**INFORMATION SUPPLIED**
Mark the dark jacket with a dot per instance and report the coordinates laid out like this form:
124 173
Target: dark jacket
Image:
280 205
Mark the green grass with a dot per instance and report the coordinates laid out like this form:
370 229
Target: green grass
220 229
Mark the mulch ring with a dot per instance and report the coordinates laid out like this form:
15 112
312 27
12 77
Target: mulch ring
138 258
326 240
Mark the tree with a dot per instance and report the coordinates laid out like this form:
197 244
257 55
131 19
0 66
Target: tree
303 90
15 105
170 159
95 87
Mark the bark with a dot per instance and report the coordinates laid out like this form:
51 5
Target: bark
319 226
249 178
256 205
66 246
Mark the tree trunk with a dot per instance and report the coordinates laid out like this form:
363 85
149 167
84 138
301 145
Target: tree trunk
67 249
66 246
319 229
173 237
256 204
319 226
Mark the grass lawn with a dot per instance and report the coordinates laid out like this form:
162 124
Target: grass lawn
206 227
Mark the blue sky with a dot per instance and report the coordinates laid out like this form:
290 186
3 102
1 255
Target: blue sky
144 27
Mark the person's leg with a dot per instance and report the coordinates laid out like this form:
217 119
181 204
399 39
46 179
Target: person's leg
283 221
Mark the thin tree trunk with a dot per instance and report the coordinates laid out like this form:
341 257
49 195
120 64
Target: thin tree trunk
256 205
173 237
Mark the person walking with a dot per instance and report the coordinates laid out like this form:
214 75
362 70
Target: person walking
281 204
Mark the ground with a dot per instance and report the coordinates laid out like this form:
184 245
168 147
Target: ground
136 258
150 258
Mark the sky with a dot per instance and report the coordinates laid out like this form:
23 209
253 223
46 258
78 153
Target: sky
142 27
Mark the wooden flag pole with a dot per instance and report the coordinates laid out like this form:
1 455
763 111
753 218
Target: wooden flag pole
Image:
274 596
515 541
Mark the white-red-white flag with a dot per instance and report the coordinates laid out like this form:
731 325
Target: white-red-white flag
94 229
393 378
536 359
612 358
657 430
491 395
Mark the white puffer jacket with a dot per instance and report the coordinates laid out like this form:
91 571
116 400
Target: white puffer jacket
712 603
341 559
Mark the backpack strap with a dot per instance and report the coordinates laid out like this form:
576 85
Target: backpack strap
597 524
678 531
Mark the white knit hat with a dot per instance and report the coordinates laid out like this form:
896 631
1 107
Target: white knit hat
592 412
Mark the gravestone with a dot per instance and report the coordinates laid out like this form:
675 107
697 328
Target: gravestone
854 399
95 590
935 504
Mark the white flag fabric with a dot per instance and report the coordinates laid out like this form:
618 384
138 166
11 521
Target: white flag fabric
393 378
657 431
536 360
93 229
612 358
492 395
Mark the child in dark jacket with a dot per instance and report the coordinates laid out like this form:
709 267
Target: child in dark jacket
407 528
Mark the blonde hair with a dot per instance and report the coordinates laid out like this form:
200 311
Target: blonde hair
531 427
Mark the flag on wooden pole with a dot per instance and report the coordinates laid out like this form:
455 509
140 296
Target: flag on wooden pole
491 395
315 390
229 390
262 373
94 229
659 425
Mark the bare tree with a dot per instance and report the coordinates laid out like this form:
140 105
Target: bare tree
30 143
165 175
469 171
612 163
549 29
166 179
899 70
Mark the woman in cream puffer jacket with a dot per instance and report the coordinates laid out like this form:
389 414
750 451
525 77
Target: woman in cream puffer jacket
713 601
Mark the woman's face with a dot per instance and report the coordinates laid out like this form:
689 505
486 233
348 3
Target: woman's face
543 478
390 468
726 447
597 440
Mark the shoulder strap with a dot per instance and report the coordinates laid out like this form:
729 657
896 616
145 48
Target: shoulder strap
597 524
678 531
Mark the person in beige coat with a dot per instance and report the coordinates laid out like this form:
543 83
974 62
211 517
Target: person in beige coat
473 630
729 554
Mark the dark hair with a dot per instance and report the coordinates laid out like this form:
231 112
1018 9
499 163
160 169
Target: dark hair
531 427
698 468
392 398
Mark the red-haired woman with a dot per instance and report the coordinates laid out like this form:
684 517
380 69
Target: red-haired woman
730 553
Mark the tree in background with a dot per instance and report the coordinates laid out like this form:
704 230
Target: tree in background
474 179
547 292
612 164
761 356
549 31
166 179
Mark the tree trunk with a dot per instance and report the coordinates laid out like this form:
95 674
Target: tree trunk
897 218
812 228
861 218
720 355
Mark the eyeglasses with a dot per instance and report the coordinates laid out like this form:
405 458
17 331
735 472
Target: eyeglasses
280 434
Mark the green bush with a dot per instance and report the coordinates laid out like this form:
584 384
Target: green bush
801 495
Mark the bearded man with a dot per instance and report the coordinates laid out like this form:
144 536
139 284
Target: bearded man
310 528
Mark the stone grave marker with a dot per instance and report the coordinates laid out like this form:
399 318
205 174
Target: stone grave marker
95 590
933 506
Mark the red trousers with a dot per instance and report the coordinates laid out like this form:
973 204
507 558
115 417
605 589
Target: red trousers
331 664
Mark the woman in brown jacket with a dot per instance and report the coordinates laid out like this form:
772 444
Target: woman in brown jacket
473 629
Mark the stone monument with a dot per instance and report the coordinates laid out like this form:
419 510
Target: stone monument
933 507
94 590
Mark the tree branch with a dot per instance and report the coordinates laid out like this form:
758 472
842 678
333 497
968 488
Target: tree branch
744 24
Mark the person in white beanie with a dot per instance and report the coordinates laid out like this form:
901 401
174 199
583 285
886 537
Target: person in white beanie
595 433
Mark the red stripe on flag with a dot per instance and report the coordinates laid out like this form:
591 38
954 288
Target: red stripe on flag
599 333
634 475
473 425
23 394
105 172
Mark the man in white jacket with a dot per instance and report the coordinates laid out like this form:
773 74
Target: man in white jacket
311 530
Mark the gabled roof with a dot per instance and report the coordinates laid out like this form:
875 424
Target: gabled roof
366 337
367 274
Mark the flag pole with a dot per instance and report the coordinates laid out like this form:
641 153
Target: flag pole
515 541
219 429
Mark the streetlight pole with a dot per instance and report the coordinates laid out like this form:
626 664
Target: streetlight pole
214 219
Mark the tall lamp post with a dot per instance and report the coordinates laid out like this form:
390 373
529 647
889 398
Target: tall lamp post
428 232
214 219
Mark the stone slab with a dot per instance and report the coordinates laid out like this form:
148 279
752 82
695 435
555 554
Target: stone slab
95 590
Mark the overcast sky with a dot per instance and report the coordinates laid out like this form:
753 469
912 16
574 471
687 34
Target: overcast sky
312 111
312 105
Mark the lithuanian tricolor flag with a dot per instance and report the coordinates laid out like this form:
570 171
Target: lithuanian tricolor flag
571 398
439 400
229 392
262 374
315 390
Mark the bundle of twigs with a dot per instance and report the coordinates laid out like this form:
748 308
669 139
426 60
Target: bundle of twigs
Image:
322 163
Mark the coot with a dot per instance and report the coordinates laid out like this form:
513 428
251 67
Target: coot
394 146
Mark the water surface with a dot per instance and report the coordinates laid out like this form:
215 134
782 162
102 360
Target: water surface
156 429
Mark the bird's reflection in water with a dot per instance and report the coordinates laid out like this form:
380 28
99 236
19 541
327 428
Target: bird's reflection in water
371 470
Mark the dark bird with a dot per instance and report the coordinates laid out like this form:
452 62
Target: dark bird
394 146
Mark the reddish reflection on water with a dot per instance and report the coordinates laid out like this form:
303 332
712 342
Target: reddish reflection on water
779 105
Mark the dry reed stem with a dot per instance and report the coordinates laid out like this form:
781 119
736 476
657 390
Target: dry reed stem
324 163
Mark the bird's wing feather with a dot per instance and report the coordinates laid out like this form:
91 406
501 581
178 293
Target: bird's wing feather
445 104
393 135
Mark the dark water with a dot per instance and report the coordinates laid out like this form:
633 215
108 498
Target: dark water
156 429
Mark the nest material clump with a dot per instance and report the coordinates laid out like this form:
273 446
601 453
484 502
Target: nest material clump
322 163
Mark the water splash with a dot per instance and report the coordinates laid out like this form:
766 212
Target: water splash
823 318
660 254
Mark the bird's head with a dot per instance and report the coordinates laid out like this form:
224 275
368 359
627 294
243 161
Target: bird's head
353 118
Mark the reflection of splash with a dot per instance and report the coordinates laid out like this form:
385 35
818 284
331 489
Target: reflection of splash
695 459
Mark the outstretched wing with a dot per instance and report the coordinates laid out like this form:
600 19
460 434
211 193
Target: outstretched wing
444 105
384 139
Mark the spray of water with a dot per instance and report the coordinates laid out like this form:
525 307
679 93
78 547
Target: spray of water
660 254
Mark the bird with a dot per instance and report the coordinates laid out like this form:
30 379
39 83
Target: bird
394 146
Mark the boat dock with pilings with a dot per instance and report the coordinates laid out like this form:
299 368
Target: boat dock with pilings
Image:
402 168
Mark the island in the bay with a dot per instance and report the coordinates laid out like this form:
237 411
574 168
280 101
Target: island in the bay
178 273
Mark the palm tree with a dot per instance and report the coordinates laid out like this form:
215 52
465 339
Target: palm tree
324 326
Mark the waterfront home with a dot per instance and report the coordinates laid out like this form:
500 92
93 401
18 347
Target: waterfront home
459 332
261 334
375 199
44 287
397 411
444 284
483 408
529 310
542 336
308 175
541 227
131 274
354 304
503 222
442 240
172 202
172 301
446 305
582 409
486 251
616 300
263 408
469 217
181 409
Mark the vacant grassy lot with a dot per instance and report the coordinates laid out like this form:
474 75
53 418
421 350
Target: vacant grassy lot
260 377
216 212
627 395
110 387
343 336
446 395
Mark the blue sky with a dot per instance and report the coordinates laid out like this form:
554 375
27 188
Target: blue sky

**WHAT TO PRODUCE**
Copy every line in the entries above that has the string "bundle" in it.

**RESPONSE FOR THIS EXERCISE**
Mark the bundle of twigs with a dot per instance and report the coordinates laid out like this form:
Target: bundle of twigs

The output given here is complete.